Pull every line with "drop" from the material.

--- Information ---

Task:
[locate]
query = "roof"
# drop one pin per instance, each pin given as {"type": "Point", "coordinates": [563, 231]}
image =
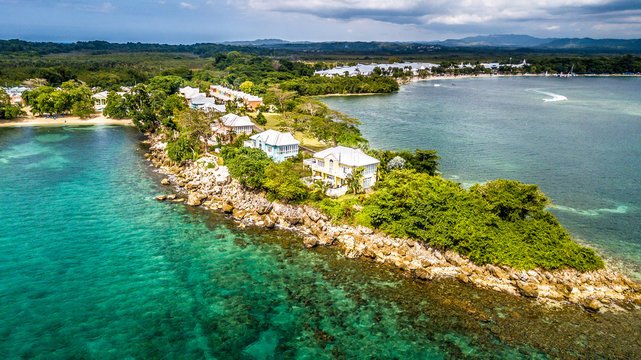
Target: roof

---
--- Information ---

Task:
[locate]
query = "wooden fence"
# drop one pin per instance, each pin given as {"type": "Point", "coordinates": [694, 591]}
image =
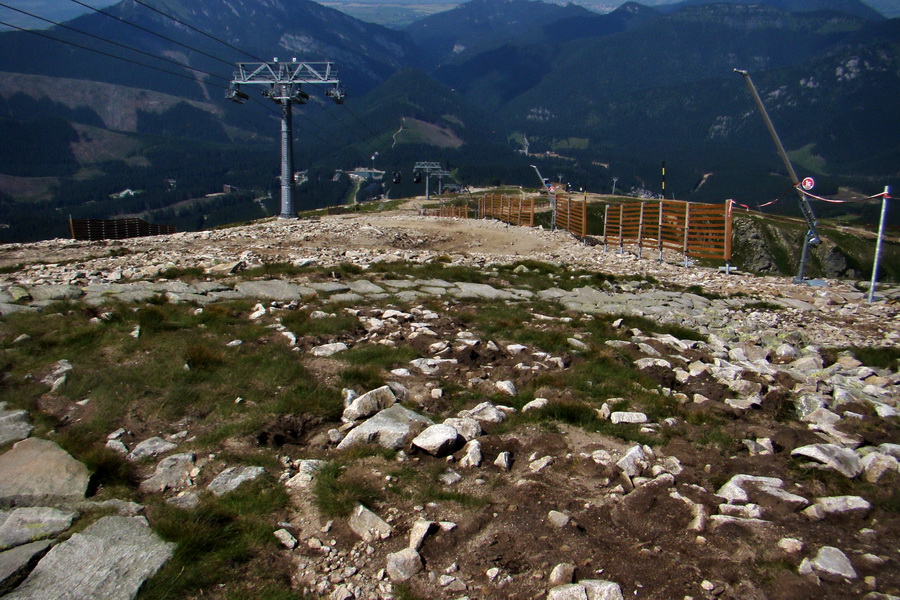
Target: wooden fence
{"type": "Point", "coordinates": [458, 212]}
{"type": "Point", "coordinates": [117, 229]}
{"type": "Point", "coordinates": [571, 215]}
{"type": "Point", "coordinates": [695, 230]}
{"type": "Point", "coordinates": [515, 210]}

---
--- Information ---

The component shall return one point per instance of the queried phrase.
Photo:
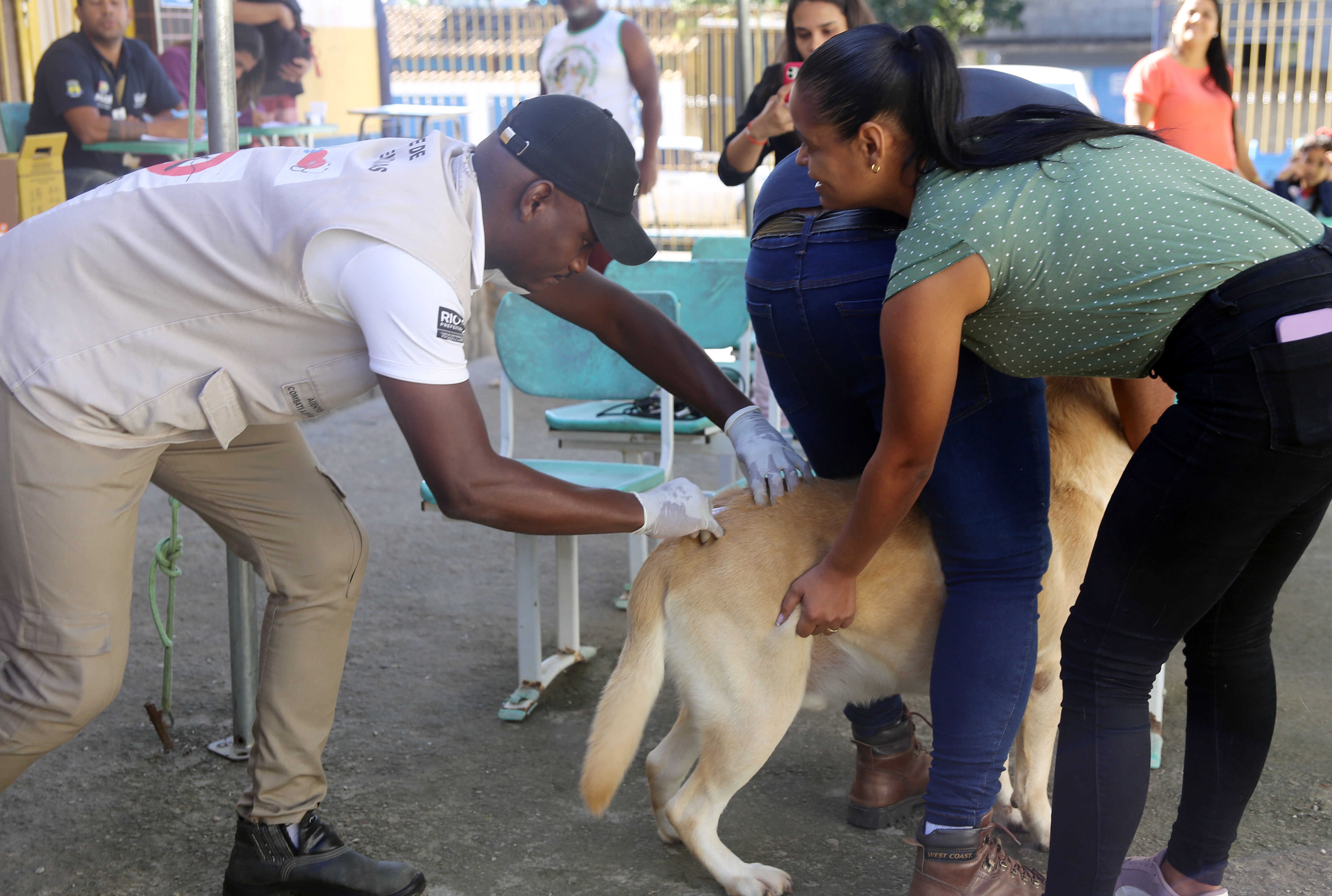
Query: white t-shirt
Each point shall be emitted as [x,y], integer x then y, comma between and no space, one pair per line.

---

* **Answer to this exercise**
# drop one pin per instance, each pin given as {"type": "Point", "coordinates": [563, 231]}
# drop one pin per instance, each pin given as {"type": "Point", "coordinates": [694, 591]}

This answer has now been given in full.